Image-grounded pointing data:
+++

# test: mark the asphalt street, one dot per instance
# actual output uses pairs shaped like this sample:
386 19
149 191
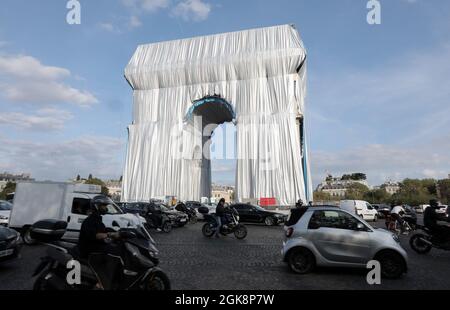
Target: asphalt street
195 262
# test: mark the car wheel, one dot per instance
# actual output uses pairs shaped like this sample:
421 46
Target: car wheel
208 230
240 232
157 281
269 221
418 245
26 236
301 261
167 227
392 264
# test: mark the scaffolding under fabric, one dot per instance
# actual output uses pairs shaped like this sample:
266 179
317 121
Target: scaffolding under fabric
255 79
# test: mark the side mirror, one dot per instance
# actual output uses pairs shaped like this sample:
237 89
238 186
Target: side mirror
313 225
360 227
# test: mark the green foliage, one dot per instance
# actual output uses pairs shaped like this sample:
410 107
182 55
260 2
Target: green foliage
10 187
96 181
354 176
356 191
444 189
377 196
322 196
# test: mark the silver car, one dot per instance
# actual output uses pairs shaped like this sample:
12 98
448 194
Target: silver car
329 236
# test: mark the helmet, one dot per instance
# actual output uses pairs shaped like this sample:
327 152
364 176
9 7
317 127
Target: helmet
99 201
434 203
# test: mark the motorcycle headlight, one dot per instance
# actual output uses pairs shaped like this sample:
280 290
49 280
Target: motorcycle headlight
396 238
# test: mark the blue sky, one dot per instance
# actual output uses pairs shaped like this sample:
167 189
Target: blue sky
378 95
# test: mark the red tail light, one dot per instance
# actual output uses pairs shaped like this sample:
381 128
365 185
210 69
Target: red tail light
289 232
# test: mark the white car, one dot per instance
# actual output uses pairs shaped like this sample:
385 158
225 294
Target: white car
5 212
196 205
361 208
329 236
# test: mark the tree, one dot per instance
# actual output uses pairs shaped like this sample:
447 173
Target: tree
444 189
356 191
377 196
95 181
10 187
415 192
322 196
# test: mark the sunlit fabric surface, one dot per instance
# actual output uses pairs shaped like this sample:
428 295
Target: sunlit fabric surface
260 73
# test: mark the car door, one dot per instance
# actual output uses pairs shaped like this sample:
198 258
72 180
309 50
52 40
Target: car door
337 238
78 213
243 212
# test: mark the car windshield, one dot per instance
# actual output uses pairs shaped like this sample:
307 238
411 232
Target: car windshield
164 208
113 208
5 206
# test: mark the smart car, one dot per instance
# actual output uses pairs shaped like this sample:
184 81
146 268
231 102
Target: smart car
329 236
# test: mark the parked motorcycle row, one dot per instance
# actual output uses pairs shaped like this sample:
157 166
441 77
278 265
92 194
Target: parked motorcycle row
137 266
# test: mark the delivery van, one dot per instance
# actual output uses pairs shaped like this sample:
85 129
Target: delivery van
361 208
35 201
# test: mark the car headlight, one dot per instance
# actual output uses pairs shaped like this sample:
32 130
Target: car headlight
396 238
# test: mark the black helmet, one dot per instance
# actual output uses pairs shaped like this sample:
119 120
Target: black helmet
98 201
434 203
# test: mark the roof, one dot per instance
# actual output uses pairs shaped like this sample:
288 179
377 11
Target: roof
240 55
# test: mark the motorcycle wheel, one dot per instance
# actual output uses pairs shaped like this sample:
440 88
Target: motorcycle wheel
240 232
41 283
208 230
167 227
157 281
418 245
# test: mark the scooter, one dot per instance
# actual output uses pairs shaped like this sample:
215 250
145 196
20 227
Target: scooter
136 269
424 241
231 227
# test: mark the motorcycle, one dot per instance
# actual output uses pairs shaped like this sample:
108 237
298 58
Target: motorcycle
136 269
423 242
232 225
190 212
409 223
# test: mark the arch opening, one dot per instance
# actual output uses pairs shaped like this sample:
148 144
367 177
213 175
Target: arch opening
205 116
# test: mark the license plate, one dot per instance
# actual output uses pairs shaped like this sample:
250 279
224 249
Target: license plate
6 253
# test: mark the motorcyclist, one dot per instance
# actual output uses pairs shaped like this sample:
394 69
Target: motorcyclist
93 235
220 214
430 219
397 213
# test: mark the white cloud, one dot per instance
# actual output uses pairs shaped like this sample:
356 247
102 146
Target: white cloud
43 120
147 5
382 162
135 22
107 27
196 10
101 156
25 79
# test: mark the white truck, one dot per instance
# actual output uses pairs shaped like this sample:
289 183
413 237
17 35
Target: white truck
361 208
35 201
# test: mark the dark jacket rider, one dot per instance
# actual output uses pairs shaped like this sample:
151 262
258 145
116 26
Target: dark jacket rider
430 219
93 235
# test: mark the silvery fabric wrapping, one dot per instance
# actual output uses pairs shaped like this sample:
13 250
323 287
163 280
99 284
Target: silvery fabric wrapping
261 73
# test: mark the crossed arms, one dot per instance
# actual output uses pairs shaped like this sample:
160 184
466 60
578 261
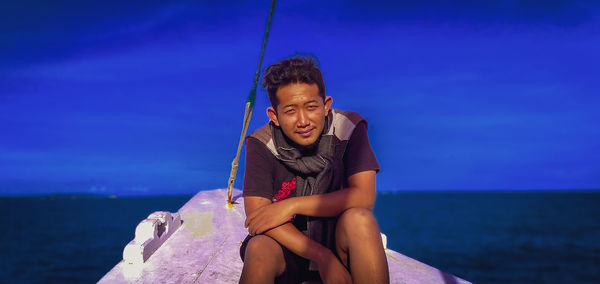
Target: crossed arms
269 218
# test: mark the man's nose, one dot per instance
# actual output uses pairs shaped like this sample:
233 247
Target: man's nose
303 120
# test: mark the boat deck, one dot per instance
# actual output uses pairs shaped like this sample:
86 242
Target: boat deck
205 249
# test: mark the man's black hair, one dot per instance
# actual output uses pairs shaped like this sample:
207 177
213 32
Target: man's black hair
297 69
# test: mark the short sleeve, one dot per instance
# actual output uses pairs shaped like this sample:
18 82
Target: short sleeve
258 173
359 155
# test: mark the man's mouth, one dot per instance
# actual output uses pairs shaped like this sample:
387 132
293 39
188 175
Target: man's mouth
306 133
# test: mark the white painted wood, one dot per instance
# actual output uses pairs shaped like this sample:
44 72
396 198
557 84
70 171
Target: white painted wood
205 249
150 234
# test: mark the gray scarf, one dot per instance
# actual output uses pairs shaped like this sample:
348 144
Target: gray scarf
317 172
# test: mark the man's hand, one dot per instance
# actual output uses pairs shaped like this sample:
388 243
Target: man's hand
268 217
332 270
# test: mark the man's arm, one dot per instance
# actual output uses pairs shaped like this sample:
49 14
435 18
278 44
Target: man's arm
294 240
360 193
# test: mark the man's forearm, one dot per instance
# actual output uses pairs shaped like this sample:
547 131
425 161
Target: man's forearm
294 240
332 204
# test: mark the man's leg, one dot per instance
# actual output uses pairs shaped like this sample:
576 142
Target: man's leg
358 243
263 260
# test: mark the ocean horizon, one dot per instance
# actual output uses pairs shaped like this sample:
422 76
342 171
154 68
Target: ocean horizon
532 236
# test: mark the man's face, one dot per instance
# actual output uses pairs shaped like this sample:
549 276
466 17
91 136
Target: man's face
301 112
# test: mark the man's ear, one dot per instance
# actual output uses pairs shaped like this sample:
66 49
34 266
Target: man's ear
328 101
272 114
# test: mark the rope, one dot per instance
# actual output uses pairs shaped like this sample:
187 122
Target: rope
249 107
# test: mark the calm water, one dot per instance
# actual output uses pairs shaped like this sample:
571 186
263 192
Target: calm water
484 237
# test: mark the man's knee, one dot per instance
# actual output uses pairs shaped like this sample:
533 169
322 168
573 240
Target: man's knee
262 247
263 260
357 217
357 221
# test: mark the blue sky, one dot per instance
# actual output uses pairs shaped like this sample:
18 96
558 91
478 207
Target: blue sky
147 97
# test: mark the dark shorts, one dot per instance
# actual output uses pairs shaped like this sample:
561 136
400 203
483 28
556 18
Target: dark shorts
296 267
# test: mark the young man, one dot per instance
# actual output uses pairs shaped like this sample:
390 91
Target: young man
309 187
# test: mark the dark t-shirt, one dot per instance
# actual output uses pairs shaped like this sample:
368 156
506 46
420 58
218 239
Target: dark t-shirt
267 177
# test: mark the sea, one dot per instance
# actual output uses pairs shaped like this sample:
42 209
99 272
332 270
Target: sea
480 236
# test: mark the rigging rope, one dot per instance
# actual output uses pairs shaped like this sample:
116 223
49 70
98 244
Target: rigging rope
249 107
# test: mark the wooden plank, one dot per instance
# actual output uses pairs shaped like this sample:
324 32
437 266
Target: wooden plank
205 249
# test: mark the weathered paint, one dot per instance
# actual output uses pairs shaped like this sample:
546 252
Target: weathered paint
205 249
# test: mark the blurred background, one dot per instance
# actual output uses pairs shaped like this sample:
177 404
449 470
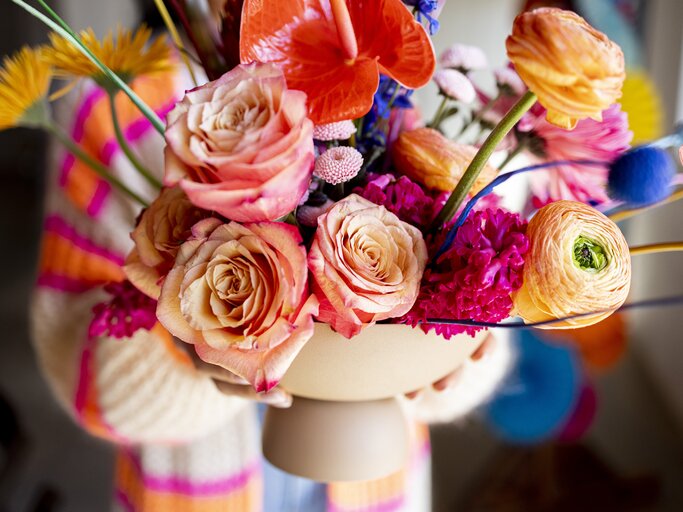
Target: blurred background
610 439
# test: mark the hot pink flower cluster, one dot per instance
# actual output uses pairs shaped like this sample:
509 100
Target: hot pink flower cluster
474 278
128 311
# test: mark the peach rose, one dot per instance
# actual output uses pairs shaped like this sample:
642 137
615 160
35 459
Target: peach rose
239 293
575 70
162 228
426 156
366 265
242 145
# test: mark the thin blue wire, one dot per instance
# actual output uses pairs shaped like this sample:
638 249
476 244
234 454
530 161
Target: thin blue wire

+++

> WHAT THE EXERCISE ASKS: Search the records for the word "thin" and return every line that holds it.

> TASK OUTPUT:
# test: mark the thin blue wire, one dot per instance
Target: thin blue wire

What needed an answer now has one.